* [WHAT IS BEING ASKED]: Use the entries below and reproduce exactly the lines from the one containing "Target: dog's eye" down to the one containing "Exercise. Put one point on each instance of the blurred", both of them included.

------

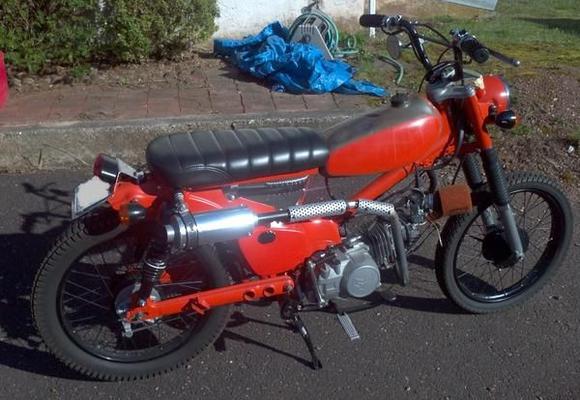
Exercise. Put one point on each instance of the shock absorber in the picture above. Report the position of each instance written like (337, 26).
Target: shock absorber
(155, 262)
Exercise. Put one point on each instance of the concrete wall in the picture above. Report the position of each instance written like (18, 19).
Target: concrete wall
(244, 17)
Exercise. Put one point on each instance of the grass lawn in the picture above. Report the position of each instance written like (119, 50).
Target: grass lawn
(543, 35)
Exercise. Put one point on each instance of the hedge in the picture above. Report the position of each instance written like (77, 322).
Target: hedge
(37, 34)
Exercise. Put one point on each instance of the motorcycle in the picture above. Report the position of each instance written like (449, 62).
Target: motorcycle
(144, 277)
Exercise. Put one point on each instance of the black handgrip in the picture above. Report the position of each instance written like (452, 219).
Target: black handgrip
(373, 20)
(504, 58)
(471, 46)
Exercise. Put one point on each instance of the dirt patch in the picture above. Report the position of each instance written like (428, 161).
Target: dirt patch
(185, 71)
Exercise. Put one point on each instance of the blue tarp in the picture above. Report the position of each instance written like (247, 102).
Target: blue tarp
(290, 66)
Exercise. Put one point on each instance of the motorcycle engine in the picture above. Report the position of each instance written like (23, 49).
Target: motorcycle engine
(350, 271)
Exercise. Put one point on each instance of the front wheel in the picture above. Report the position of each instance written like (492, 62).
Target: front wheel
(472, 265)
(92, 269)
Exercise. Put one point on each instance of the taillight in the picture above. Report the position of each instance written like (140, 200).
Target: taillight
(106, 168)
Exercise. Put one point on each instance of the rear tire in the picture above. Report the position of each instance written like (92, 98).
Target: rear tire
(470, 289)
(88, 235)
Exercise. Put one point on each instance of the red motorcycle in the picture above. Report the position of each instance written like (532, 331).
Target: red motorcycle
(145, 276)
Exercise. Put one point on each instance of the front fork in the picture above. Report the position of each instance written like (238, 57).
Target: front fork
(499, 192)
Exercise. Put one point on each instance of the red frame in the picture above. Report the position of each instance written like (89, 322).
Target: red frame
(274, 262)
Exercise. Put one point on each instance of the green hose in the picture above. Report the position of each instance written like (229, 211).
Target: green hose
(332, 38)
(332, 35)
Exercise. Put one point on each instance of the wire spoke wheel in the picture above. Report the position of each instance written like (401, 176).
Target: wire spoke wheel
(479, 269)
(93, 271)
(474, 265)
(94, 284)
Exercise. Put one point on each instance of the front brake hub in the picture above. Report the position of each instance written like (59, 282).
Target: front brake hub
(496, 249)
(124, 302)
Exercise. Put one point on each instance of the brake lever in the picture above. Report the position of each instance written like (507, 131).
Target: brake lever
(504, 58)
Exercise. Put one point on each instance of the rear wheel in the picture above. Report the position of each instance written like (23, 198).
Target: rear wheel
(473, 266)
(91, 271)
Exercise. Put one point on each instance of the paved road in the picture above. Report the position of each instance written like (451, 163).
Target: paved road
(419, 347)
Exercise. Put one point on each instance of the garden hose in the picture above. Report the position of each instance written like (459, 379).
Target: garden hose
(331, 36)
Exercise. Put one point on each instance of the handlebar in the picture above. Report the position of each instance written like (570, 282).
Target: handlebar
(462, 40)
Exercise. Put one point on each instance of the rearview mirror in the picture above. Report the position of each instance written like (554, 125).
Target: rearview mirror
(394, 47)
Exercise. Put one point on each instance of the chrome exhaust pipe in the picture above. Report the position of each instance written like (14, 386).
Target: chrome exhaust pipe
(186, 231)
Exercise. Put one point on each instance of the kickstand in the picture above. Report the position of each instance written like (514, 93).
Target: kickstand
(289, 313)
(299, 325)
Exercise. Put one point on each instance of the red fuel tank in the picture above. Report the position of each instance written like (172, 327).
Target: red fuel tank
(403, 133)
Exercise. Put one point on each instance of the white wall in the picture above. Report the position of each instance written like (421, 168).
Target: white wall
(245, 17)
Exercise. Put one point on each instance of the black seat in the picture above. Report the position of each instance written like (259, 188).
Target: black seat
(218, 157)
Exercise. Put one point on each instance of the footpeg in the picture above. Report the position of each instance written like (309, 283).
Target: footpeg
(301, 328)
(348, 326)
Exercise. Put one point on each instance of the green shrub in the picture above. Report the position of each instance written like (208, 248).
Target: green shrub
(40, 33)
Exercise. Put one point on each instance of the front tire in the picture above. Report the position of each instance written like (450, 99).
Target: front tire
(74, 300)
(470, 265)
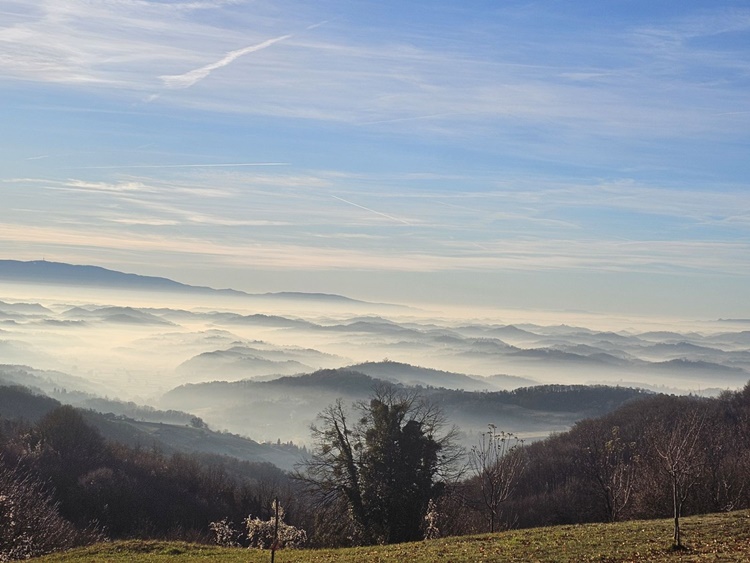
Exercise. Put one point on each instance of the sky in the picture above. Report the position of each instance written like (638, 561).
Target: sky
(541, 155)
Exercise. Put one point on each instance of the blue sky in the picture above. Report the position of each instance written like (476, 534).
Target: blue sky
(531, 154)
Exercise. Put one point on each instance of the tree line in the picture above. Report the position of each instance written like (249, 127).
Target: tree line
(383, 470)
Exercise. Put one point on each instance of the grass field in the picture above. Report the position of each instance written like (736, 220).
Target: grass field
(713, 537)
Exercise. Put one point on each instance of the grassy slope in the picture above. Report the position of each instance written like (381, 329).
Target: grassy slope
(715, 537)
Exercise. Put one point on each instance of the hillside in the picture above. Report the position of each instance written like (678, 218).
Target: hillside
(714, 537)
(130, 425)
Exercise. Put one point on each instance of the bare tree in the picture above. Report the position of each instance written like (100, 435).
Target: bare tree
(678, 446)
(611, 462)
(382, 467)
(498, 462)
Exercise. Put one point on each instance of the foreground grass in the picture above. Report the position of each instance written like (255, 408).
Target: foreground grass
(713, 537)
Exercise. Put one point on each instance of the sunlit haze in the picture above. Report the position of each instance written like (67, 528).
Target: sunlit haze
(586, 157)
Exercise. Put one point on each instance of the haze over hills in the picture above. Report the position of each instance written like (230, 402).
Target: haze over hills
(59, 273)
(89, 331)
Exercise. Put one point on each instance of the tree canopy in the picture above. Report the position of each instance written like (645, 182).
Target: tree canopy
(381, 468)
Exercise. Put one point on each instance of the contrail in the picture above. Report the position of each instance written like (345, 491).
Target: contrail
(177, 165)
(189, 78)
(372, 210)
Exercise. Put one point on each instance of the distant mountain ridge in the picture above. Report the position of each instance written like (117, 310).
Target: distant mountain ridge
(60, 273)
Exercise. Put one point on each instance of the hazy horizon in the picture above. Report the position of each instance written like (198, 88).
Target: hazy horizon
(518, 155)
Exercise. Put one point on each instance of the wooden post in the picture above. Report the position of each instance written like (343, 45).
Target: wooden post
(275, 529)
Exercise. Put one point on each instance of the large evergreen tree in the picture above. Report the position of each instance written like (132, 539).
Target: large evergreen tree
(381, 470)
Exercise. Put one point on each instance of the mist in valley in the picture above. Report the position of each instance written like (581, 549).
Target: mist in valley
(247, 364)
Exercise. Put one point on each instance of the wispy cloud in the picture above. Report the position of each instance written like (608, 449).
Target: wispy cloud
(194, 165)
(391, 217)
(192, 77)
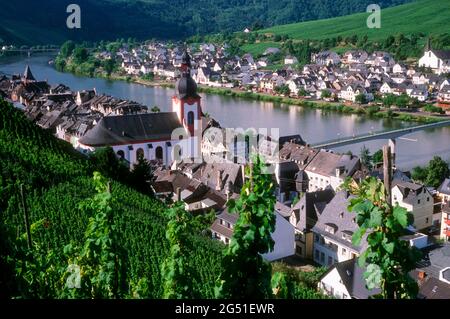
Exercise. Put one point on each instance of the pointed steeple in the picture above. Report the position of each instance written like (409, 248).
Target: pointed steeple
(185, 62)
(27, 75)
(428, 45)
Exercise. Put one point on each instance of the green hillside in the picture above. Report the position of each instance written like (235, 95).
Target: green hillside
(56, 180)
(44, 22)
(424, 16)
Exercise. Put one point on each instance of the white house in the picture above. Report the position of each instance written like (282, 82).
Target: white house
(283, 236)
(437, 60)
(163, 136)
(417, 199)
(344, 280)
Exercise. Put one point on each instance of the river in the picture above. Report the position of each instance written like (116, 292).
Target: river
(313, 125)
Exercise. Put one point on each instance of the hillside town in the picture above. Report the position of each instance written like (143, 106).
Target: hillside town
(353, 77)
(312, 221)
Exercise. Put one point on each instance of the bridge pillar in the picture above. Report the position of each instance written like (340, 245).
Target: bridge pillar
(392, 144)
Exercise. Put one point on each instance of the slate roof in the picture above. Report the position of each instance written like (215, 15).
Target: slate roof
(442, 54)
(445, 187)
(336, 213)
(310, 206)
(325, 163)
(27, 75)
(352, 278)
(133, 128)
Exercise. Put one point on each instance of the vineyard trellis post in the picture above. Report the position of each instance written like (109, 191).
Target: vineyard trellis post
(26, 217)
(387, 172)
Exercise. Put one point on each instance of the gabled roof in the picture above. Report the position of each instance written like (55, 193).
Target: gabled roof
(445, 187)
(133, 128)
(27, 75)
(352, 278)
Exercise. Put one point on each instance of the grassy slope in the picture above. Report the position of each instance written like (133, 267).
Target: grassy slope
(57, 179)
(427, 16)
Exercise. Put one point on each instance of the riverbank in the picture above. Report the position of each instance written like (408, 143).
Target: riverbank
(370, 111)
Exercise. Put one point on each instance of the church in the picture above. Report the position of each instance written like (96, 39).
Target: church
(437, 60)
(159, 137)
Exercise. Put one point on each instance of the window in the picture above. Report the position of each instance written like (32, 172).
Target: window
(121, 154)
(139, 153)
(158, 153)
(190, 118)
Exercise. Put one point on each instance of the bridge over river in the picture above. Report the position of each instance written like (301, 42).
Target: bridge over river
(390, 135)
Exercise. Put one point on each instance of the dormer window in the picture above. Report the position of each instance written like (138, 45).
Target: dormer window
(330, 228)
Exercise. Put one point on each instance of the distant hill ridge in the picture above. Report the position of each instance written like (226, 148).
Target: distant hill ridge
(44, 22)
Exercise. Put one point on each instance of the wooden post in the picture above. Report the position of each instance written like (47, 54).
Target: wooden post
(387, 172)
(26, 217)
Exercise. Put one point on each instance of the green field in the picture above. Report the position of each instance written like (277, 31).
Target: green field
(426, 16)
(259, 48)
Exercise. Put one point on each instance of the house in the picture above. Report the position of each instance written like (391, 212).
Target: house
(419, 94)
(330, 169)
(443, 191)
(333, 232)
(344, 280)
(350, 93)
(437, 60)
(417, 200)
(161, 137)
(283, 236)
(445, 222)
(270, 51)
(303, 216)
(290, 59)
(326, 58)
(444, 94)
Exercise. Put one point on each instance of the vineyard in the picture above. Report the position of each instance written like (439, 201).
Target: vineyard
(56, 179)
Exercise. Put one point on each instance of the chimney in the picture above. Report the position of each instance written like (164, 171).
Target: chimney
(421, 275)
(219, 181)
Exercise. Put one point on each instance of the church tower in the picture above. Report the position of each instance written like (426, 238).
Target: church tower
(186, 102)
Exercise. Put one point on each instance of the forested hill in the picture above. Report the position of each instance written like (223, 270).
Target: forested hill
(44, 22)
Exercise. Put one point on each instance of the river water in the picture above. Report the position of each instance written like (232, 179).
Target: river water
(313, 125)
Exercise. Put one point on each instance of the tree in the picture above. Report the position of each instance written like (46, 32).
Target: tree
(106, 162)
(109, 65)
(142, 175)
(176, 270)
(377, 157)
(438, 170)
(155, 109)
(67, 49)
(388, 259)
(361, 98)
(246, 274)
(325, 94)
(80, 54)
(365, 157)
(95, 269)
(419, 174)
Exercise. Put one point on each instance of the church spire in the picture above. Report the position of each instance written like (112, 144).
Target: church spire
(27, 75)
(428, 45)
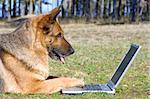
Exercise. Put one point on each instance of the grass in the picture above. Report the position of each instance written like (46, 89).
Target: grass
(98, 52)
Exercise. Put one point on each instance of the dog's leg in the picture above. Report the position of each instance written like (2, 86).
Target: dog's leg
(56, 84)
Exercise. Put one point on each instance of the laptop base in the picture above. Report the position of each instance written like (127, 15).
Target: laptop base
(88, 88)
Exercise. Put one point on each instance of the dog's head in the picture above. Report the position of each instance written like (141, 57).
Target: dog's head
(51, 35)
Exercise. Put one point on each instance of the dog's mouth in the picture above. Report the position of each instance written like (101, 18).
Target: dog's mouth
(54, 54)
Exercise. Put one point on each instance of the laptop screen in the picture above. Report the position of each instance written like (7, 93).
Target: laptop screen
(124, 64)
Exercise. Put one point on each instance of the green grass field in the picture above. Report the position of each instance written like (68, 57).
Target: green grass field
(99, 50)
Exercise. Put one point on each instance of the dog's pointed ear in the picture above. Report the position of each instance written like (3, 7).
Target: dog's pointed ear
(47, 19)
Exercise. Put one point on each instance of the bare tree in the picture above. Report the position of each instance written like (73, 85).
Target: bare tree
(98, 8)
(9, 10)
(3, 8)
(40, 6)
(31, 7)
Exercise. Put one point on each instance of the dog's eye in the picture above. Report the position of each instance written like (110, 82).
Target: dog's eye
(60, 35)
(46, 30)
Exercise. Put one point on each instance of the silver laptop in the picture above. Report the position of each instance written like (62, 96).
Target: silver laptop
(114, 81)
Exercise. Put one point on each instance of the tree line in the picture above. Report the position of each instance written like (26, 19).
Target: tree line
(114, 10)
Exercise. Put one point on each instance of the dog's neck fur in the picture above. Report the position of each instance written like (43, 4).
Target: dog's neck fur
(18, 43)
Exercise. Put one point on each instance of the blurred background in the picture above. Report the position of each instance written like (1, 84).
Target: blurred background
(105, 11)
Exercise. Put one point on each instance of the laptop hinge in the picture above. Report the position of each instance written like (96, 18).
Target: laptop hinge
(111, 85)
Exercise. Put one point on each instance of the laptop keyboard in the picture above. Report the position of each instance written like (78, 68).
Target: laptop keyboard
(92, 87)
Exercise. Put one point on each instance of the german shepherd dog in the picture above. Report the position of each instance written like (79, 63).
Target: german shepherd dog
(24, 56)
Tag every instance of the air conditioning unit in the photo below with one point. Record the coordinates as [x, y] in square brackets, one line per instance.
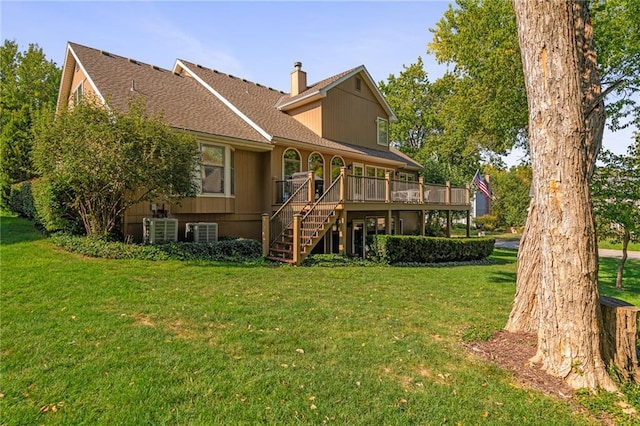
[159, 230]
[202, 232]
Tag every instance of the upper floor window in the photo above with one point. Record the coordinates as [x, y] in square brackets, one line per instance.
[336, 164]
[406, 177]
[291, 163]
[383, 131]
[217, 170]
[77, 94]
[316, 164]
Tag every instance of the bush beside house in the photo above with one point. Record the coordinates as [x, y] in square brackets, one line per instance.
[395, 249]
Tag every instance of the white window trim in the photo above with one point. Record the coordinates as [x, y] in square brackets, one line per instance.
[324, 163]
[299, 156]
[227, 173]
[378, 121]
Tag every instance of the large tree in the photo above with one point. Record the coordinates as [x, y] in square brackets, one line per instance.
[479, 40]
[107, 160]
[566, 122]
[28, 84]
[616, 200]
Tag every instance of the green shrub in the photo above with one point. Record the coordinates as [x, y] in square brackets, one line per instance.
[395, 249]
[53, 213]
[21, 200]
[240, 250]
[487, 222]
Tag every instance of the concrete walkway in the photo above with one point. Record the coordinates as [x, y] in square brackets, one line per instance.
[602, 252]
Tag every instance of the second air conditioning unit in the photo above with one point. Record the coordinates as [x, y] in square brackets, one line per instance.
[202, 232]
[159, 230]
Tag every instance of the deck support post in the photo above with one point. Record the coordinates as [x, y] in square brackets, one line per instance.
[387, 187]
[297, 220]
[342, 248]
[312, 188]
[265, 234]
[343, 183]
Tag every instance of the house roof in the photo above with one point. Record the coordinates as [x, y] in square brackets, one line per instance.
[320, 89]
[184, 103]
[204, 100]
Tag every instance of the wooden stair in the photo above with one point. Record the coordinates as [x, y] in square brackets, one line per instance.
[312, 229]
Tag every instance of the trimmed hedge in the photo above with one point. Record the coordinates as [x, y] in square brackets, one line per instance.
[240, 250]
[21, 200]
[394, 249]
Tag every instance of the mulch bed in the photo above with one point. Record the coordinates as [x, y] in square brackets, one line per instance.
[512, 351]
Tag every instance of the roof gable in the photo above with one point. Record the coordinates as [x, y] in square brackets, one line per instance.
[183, 102]
[320, 89]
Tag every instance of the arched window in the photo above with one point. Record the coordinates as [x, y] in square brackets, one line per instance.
[316, 164]
[290, 163]
[336, 163]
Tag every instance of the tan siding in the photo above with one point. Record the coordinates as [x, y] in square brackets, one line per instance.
[350, 116]
[310, 115]
[79, 78]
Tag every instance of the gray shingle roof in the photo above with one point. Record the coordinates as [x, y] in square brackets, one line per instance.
[184, 103]
[187, 104]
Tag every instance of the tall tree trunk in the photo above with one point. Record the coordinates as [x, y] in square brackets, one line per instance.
[524, 315]
[566, 119]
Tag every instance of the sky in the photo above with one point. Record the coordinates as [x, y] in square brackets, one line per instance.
[258, 41]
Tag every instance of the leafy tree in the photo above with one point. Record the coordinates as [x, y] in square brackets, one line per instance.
[410, 96]
[28, 84]
[511, 194]
[557, 282]
[488, 106]
[109, 160]
[616, 200]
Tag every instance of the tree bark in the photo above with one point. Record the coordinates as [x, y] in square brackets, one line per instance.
[566, 120]
[524, 315]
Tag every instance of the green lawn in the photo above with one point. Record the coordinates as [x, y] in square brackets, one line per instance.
[93, 341]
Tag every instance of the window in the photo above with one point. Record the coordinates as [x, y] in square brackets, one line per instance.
[316, 165]
[406, 177]
[291, 163]
[77, 94]
[217, 173]
[336, 164]
[383, 132]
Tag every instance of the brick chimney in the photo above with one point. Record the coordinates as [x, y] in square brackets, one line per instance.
[298, 79]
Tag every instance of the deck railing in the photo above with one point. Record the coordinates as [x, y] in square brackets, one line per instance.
[293, 204]
[435, 194]
[313, 221]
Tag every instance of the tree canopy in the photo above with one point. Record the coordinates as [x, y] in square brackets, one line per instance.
[109, 160]
[478, 110]
[28, 85]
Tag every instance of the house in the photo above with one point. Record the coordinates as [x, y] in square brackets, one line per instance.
[317, 159]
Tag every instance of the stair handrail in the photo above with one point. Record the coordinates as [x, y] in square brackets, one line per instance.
[329, 200]
[284, 215]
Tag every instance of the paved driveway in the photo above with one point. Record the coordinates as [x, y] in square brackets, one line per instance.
[602, 252]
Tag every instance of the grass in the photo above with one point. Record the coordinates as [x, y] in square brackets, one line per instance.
[92, 341]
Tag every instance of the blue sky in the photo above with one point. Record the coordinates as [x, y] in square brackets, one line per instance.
[258, 41]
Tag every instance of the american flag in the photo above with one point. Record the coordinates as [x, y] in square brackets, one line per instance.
[481, 184]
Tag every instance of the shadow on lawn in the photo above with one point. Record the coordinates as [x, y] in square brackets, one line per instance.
[15, 230]
[630, 279]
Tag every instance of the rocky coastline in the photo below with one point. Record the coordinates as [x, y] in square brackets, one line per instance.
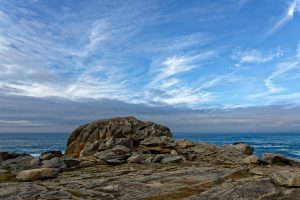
[125, 158]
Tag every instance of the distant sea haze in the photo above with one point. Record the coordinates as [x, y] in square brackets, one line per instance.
[283, 143]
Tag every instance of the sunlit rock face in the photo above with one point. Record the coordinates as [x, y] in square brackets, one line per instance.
[125, 130]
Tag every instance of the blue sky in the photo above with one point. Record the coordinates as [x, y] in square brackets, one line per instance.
[189, 64]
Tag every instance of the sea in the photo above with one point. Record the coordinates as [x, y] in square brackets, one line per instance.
[287, 144]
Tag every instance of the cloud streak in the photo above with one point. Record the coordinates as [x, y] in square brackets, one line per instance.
[292, 7]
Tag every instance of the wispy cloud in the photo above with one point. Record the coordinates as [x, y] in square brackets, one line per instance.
[250, 56]
[281, 69]
[291, 8]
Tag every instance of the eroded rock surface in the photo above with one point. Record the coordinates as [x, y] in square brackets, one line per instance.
[127, 128]
[124, 158]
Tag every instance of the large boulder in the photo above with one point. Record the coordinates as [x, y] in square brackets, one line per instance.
[131, 130]
[37, 174]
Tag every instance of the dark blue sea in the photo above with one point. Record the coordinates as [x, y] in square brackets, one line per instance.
[282, 143]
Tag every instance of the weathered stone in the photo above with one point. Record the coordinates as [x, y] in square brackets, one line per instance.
[158, 158]
[122, 127]
[7, 155]
[148, 160]
[17, 164]
[243, 147]
[35, 162]
[286, 178]
[278, 159]
[71, 162]
[173, 159]
[53, 163]
[89, 149]
[50, 154]
[3, 171]
[252, 160]
[174, 152]
[158, 141]
[36, 174]
[121, 150]
[135, 158]
[184, 144]
[117, 155]
[111, 188]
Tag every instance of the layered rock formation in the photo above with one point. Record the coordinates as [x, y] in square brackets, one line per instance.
[127, 129]
[125, 158]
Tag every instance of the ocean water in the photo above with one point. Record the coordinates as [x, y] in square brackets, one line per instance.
[282, 143]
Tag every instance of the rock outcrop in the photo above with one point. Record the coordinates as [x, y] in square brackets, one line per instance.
[148, 164]
[126, 128]
[286, 178]
[37, 174]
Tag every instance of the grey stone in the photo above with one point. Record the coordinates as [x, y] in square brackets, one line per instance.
[50, 154]
[135, 158]
[90, 149]
[286, 178]
[36, 174]
[173, 159]
[53, 163]
[35, 162]
[71, 162]
[243, 147]
[158, 158]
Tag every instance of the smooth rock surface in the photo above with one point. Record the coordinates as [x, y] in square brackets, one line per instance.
[286, 178]
[37, 174]
[121, 127]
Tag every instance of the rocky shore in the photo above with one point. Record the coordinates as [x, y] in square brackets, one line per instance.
[125, 158]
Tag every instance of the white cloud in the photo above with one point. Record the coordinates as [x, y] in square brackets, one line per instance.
[256, 56]
[291, 8]
[281, 69]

------

* [TASK RESULT]:
Target: dog's eye
(60, 35)
(46, 30)
Exercise. Put one point on each instance of the silver laptop in the picture above. Report the position of each instance written like (62, 96).
Target: silver laptop
(114, 81)
Exercise. Put one point on each instance of the tree line in the picture above. Report the position of each instance written like (26, 19).
Target: tree line
(114, 10)
Exercise. Put one point on each instance of the dog's neck fur in the picture above. Report the position of each instance written like (43, 4).
Target: dog's neck fur
(18, 43)
Exercise. Put one point on each instance of the blurred background in the picture above. Report the position of each instance written like (1, 84).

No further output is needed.